Problem to solve - The required result is the exact run of lines beginning at the one containing "of the beige" and ending at the last line of the entries.

--- Task input ---

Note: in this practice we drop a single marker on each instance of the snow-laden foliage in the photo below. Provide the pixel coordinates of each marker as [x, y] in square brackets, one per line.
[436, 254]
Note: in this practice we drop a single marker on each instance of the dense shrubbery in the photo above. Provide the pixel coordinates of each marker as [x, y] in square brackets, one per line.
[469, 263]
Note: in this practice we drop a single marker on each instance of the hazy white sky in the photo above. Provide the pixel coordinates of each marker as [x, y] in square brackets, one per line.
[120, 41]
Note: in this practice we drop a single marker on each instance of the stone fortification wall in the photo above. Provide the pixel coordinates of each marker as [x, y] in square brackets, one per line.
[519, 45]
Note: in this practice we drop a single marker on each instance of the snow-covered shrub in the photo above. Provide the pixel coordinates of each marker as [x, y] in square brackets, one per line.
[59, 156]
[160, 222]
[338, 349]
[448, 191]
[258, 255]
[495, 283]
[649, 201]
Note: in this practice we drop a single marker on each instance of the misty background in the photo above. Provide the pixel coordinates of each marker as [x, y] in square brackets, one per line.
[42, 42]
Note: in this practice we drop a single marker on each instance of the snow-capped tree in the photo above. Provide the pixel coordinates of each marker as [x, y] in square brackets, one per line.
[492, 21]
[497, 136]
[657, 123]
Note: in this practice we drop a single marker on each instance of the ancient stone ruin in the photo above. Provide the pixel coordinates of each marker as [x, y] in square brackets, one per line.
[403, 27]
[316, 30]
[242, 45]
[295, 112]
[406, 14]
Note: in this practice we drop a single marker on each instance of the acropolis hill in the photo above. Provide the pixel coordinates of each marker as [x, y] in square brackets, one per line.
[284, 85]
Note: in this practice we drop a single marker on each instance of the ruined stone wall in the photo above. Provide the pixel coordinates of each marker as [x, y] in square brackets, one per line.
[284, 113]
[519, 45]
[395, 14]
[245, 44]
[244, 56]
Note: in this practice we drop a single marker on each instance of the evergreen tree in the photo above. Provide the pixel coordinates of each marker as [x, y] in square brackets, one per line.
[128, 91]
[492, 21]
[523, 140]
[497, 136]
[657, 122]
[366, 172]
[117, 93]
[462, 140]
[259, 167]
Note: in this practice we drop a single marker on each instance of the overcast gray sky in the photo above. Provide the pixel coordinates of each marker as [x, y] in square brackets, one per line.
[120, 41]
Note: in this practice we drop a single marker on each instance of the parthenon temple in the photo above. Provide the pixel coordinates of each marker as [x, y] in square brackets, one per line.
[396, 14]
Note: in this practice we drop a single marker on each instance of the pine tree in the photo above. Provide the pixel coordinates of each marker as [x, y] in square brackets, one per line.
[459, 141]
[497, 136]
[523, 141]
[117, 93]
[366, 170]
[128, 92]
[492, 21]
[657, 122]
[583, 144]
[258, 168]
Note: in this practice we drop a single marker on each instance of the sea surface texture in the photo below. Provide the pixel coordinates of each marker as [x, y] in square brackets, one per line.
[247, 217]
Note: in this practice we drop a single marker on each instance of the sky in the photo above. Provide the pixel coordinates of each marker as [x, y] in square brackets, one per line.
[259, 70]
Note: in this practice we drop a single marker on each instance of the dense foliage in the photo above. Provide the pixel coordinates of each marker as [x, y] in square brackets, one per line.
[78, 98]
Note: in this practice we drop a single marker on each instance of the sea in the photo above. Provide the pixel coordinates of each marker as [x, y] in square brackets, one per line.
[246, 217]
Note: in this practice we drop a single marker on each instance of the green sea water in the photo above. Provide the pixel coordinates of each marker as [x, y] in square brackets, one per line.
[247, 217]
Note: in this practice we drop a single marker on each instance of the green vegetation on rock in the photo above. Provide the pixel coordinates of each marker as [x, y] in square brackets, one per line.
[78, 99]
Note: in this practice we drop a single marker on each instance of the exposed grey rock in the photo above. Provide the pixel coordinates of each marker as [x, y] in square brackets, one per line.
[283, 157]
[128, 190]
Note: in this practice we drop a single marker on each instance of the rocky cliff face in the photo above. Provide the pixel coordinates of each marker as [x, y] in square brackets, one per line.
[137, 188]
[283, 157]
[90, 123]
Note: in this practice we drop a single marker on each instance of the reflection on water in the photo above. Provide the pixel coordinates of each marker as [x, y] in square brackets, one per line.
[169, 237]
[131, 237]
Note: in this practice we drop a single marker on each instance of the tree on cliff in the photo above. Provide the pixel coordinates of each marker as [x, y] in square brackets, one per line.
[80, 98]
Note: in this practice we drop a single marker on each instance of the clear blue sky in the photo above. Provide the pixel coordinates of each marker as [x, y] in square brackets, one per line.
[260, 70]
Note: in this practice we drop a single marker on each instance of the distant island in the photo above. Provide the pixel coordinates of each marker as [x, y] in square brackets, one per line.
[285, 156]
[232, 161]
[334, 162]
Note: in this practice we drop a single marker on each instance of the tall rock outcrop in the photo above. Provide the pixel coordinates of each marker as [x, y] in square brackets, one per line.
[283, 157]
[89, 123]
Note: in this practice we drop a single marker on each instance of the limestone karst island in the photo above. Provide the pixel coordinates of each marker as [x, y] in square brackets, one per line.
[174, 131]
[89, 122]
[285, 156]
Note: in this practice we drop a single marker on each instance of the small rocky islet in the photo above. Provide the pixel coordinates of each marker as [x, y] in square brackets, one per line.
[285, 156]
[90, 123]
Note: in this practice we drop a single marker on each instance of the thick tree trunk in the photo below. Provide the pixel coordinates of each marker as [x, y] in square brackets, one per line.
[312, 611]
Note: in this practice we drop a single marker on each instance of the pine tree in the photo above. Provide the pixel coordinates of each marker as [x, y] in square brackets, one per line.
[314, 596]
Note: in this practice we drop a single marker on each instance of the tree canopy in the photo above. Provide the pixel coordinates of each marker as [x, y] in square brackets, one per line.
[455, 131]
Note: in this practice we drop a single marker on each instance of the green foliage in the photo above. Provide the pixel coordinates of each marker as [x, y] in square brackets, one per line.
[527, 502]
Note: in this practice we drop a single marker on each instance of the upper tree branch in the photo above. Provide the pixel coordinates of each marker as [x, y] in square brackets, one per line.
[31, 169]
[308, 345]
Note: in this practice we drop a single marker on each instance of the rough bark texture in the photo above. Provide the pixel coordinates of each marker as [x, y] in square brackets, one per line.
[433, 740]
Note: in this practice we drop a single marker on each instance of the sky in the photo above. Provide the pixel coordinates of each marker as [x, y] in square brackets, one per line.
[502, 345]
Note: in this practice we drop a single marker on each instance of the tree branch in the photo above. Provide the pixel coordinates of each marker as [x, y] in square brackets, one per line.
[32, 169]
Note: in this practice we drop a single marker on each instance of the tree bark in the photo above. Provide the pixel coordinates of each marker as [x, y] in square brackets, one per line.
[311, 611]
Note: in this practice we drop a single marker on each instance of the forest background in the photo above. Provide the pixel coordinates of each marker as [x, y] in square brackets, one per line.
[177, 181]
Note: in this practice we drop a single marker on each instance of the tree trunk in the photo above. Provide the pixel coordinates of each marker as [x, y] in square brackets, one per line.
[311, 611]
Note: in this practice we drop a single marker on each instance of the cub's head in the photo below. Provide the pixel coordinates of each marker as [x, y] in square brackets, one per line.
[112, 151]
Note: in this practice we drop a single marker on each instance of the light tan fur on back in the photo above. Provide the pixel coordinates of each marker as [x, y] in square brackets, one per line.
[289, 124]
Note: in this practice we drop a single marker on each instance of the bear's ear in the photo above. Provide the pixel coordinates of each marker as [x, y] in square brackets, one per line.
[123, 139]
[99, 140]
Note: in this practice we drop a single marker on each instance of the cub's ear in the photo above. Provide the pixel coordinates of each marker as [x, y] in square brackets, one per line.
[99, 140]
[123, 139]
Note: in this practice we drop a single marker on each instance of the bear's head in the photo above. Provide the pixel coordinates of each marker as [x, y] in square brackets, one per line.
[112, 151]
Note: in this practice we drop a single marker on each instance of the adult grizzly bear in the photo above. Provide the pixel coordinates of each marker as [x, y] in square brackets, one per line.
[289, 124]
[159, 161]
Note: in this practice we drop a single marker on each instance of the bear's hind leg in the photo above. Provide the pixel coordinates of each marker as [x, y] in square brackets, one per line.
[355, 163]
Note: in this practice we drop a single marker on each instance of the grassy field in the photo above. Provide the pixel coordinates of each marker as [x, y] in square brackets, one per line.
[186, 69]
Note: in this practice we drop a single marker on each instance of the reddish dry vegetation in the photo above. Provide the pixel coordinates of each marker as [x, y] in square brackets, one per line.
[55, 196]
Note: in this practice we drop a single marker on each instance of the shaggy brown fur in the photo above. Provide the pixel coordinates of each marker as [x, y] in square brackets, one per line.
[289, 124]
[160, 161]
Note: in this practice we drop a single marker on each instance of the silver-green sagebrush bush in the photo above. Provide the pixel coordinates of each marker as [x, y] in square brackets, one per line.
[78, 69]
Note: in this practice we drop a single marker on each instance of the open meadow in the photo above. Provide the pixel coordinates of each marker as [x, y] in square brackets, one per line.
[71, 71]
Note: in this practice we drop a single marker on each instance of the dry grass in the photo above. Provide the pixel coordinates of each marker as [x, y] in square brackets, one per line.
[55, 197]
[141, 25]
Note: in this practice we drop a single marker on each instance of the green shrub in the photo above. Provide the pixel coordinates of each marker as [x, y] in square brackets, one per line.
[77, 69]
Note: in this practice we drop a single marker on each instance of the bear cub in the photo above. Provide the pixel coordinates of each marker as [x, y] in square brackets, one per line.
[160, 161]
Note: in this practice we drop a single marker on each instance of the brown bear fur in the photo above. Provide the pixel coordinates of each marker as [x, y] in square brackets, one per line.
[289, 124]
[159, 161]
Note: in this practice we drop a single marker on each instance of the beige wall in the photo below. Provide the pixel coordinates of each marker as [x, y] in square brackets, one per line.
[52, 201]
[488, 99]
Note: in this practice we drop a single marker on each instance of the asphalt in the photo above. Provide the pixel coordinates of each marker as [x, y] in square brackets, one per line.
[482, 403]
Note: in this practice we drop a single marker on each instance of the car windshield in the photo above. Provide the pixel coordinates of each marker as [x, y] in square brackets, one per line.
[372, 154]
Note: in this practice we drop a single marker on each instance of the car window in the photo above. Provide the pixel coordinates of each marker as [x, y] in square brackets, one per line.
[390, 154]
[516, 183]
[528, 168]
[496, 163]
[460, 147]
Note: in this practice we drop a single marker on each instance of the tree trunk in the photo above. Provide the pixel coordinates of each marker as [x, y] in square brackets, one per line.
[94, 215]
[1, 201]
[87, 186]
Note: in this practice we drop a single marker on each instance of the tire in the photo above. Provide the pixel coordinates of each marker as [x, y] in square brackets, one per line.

---

Exercise response -
Note: in this practice we drop a single marker on each instance of the beige wall in the photo below. Provide the pixel coordinates of each marker as [x, y] in square brackets, one per line.
[52, 201]
[488, 99]
Note: in this practice we drop a single marker on each instance of the asphalt in the photo above. Provide the pixel coordinates of each marker as [x, y] in square brackets, one per line.
[482, 403]
Note: in this practice we drop a single marker on each instance of the car windshield in the photo above. Provide the pixel coordinates of each marker as [x, y] in square brackets, one per line.
[372, 154]
Note: in this practice we drop a single marker on each instance of the car window in the photo above. Provide the pixel coordinates of each marker as [x, y] in square brackets, one per line.
[390, 154]
[516, 183]
[528, 168]
[496, 163]
[460, 147]
Note: in this practice we drop a single marker on each instance of the tree trunk in the photo above. Provide the pixel coordinates of each marker as [x, y] in square brackets, one per line.
[94, 215]
[1, 201]
[87, 186]
Note: in this practice we drop a single marker on each instance of the tire in the photo above. Provide the pixel coordinates of each marker as [x, y] in square brackets, one per line.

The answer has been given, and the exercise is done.